Document text:
- Title card
- Directed by: Isadore Freleng
- Produced by: Leon Schlesinger
- Music by: Carl W. Stalling
- Animation by: Bob McKimson A.C. Gamer
- Color process: Technicolor
- Production company: Leon Schlesinger Productions
- Distributed by: Warner Bros. Productions The Vitaphone Corporation
- Release date: April 10, 1937;
- Running time: 8 min
- Country: United States

= She Was an Acrobat's Daughter =

1937 film by Isadore Freleng

She Was an Acrobat's Daughter is a 1937 American animated comedy short film directed by Isadore Freleng. It was released on April 10, 1937. It is the 72nd film in the Merrie Melodies series.

==Plot==
A group of animals are in a movie theater, swapping seats for more comfortable positions until everyone joins in.

Supplied material:
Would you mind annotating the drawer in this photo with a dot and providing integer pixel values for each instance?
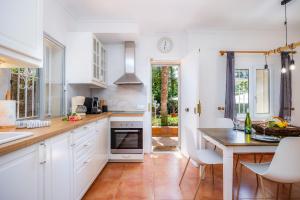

Challenge 1: In the article on the film She Was an Acrobat's Daughter, rewrite the paragraph beginning "She Was an Acrobat's Daughter is a 1937 American" as a short bulleted list that keeps its main facts.
Challenge 2:
Answer these questions using the article on She Was an Acrobat's Daughter:
(a) Who produced the film?
(b) How long does the film run?
(c) Where are the animals in the plot?
Challenge 3: Translate this sentence from the article on She Was an Acrobat's Daughter into Spanish: "A group of animals are in a movie theater, swapping seats for more comfortable positions until everyone joins in."

Written response 1:
- 1937 American animated comedy short
- Directed by Isadore Freleng
- Released April 10, 1937
- 72nd film in the Merrie Melodies series

Written response 2:
(a) Leon Schlesinger
(b) 8 minutes
(c) In a movie theater

Written response 3: Un grupo de animales está en una sala de cine, cambiándose de asiento en busca de posiciones más cómodas hasta que todos se suman.